• _Work to be completed_:
In the records below, find the line with "Target: green leaf" and the line with "Objective: locate each instance of the green foliage". Print both exactly, along with every line between them, and no other line.
━━━━━━━━━━━━━━━━━━━━━━━━━━━━━━
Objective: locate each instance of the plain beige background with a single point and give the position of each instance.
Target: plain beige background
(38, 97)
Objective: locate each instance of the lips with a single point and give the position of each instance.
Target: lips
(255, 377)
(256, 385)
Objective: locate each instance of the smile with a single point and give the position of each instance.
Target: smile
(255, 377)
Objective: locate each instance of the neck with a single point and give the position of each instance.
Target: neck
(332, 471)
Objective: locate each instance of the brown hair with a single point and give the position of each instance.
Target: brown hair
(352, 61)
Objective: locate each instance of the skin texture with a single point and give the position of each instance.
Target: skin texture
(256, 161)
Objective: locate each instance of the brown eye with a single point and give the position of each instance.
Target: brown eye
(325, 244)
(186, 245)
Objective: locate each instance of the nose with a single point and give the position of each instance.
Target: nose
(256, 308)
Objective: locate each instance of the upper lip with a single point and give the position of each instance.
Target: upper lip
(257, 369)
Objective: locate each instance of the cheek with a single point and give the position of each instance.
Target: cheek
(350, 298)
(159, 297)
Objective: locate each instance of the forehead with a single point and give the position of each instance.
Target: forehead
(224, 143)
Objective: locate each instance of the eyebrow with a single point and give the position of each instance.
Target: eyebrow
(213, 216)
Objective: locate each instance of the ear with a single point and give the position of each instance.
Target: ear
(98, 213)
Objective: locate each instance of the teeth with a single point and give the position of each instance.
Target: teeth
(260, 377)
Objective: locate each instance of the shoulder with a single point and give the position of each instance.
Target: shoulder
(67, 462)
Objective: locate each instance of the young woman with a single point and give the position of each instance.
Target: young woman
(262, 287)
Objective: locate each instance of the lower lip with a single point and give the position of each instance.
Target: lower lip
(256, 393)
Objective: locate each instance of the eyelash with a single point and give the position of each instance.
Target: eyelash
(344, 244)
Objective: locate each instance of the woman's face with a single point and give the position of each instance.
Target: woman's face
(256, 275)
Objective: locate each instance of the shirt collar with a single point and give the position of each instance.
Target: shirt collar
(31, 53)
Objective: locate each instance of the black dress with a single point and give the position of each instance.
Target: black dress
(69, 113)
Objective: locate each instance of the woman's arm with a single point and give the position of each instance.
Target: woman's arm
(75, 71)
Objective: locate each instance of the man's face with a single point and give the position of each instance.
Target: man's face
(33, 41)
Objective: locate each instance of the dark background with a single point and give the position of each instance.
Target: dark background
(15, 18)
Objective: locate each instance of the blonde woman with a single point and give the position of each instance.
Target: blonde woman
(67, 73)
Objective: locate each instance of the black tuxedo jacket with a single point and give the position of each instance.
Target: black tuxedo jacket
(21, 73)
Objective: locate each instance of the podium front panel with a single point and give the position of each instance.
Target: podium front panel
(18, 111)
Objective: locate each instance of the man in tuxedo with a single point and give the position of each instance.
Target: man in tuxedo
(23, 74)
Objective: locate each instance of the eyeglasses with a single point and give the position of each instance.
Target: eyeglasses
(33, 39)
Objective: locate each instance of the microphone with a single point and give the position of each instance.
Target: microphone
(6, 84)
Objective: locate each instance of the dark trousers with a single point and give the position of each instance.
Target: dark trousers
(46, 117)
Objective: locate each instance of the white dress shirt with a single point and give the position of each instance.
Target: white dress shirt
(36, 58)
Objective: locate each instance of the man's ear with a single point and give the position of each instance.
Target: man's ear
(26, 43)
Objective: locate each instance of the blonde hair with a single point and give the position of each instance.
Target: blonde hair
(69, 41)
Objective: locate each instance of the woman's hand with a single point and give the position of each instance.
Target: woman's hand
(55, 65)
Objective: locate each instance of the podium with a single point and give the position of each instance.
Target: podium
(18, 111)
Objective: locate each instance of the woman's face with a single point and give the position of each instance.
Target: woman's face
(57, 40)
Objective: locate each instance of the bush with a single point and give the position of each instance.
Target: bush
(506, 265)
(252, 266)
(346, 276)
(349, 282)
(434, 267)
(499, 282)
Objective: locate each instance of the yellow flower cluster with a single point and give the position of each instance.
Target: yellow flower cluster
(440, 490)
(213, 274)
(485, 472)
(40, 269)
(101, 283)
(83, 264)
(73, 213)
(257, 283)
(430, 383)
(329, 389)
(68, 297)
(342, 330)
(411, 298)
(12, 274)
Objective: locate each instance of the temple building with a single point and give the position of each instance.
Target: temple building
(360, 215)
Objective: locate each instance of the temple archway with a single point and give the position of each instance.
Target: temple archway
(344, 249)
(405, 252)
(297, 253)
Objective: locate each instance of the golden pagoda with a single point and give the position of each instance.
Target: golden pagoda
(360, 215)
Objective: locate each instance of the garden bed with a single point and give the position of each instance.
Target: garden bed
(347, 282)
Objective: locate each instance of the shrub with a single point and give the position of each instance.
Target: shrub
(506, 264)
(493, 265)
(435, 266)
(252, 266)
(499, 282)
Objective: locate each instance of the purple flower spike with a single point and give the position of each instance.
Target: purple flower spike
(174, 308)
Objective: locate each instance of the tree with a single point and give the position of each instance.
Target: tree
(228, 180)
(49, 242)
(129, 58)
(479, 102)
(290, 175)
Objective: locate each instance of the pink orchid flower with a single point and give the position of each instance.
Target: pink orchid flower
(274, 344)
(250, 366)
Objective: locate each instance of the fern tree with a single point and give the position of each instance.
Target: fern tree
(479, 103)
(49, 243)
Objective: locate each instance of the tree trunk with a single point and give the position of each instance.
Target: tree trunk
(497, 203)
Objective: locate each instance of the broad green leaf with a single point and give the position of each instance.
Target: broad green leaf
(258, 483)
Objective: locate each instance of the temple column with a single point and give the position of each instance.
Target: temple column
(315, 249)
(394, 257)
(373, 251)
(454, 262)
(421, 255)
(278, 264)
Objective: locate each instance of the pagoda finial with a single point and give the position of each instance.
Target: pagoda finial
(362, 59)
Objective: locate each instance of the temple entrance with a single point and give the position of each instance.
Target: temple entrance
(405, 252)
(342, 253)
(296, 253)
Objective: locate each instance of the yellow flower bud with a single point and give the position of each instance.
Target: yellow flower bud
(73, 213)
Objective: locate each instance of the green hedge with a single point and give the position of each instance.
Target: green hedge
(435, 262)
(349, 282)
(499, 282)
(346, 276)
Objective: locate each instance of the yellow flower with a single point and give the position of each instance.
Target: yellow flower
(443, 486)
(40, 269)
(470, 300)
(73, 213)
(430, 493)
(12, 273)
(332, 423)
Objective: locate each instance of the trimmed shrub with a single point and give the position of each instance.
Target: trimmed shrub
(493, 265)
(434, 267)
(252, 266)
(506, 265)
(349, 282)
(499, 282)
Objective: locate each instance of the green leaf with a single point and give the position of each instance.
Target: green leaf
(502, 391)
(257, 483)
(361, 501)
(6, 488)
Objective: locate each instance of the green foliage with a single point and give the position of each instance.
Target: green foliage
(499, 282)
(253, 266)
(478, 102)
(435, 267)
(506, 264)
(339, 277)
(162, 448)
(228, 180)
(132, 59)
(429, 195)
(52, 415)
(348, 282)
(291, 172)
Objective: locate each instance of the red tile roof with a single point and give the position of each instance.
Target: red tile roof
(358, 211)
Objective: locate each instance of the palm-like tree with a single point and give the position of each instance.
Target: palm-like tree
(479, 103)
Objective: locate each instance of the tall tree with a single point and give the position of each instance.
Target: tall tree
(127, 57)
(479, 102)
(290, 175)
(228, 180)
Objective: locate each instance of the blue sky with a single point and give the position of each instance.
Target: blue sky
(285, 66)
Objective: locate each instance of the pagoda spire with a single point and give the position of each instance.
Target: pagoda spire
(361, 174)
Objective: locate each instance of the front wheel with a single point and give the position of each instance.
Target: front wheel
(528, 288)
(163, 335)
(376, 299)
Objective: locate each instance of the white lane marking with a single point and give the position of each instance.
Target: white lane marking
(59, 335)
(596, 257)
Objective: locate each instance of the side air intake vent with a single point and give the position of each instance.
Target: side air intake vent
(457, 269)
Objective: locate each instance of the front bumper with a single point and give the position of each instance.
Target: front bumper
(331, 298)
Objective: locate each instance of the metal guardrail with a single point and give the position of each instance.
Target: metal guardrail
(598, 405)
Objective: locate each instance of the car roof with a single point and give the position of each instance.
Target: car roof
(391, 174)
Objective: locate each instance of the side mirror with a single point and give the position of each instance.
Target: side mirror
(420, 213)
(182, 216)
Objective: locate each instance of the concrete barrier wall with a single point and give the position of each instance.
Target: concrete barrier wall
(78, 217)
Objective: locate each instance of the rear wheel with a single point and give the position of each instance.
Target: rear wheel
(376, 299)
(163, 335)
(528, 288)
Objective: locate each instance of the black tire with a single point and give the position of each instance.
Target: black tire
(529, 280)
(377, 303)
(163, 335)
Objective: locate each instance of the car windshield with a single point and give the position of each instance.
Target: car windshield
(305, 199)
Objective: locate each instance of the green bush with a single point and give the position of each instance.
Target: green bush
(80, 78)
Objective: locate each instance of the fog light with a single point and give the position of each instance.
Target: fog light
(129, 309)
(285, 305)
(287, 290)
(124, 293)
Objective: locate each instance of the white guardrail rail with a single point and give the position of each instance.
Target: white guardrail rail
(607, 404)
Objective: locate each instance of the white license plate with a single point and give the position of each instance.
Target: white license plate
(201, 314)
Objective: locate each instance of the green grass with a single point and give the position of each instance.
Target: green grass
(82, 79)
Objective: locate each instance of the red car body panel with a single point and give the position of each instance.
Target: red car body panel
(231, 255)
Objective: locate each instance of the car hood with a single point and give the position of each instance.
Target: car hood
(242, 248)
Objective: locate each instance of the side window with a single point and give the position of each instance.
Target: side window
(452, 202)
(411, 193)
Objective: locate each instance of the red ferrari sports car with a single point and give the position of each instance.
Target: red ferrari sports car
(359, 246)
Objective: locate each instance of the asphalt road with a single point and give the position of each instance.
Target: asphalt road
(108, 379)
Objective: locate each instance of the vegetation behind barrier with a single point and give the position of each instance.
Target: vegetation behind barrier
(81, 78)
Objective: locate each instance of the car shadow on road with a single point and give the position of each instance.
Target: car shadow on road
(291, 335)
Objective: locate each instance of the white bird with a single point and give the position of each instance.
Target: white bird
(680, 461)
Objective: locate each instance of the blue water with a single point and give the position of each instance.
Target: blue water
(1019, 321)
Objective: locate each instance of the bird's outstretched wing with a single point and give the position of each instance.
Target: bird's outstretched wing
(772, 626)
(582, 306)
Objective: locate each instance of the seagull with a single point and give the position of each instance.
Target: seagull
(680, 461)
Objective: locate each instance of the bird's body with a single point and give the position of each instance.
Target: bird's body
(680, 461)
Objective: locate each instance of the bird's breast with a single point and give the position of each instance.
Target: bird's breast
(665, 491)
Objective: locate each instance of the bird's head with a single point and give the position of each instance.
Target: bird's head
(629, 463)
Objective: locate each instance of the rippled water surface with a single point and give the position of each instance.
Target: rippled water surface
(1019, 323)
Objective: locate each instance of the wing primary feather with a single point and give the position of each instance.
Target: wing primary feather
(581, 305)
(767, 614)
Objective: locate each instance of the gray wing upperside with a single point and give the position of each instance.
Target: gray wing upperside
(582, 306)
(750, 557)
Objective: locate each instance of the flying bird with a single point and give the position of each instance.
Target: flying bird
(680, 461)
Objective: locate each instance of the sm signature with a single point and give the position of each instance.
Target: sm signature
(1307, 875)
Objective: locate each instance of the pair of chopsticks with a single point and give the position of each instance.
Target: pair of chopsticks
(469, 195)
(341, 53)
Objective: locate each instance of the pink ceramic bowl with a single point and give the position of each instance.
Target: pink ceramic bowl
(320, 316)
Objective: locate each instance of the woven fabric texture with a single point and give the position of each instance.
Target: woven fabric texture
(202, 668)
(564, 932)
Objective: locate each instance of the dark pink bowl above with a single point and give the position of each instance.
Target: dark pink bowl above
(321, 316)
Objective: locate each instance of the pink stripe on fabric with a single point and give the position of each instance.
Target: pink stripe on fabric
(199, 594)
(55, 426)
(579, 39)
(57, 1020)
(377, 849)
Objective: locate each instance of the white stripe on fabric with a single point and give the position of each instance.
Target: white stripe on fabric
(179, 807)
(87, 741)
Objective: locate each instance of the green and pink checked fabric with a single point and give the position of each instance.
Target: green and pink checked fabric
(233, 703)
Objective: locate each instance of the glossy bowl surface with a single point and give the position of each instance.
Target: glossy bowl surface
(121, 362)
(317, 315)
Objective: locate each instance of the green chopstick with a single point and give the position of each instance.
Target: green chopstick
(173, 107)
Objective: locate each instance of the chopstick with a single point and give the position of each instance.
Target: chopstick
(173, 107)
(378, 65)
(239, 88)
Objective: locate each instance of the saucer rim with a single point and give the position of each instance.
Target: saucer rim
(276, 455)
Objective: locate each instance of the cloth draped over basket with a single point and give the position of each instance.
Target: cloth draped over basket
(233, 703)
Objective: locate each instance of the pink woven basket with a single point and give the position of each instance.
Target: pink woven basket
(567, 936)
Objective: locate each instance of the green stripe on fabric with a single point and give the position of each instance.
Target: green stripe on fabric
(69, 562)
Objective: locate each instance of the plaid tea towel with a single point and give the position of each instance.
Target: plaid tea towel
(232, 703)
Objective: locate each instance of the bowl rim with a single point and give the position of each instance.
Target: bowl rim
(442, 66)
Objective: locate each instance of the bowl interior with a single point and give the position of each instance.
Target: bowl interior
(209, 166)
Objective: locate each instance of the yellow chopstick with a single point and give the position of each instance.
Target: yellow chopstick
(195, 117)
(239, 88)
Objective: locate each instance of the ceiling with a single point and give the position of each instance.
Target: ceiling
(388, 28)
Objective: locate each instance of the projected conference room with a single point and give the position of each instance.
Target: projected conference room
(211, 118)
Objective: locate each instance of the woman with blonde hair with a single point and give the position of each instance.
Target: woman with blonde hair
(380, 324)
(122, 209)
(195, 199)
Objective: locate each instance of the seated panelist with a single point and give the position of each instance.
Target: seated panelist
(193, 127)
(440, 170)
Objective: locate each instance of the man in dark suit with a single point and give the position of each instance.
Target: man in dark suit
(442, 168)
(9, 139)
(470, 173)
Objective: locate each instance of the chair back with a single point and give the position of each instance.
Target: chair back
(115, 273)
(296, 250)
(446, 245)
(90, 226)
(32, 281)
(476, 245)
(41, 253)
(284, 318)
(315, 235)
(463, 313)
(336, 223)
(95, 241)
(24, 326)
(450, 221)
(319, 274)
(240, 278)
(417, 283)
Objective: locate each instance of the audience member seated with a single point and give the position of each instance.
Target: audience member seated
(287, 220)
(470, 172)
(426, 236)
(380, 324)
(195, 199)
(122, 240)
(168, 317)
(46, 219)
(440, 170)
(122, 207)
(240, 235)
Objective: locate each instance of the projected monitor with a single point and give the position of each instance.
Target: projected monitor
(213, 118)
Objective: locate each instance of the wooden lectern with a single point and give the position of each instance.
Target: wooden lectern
━━━━━━━━━━━━━━━━━━━━━━━━━━━━━━
• _Result for this exercise_:
Target: green leaf
(502, 391)
(257, 483)
(361, 501)
(6, 488)
Objective: locate each instance of the green foliage with a single point and give the position of each instance.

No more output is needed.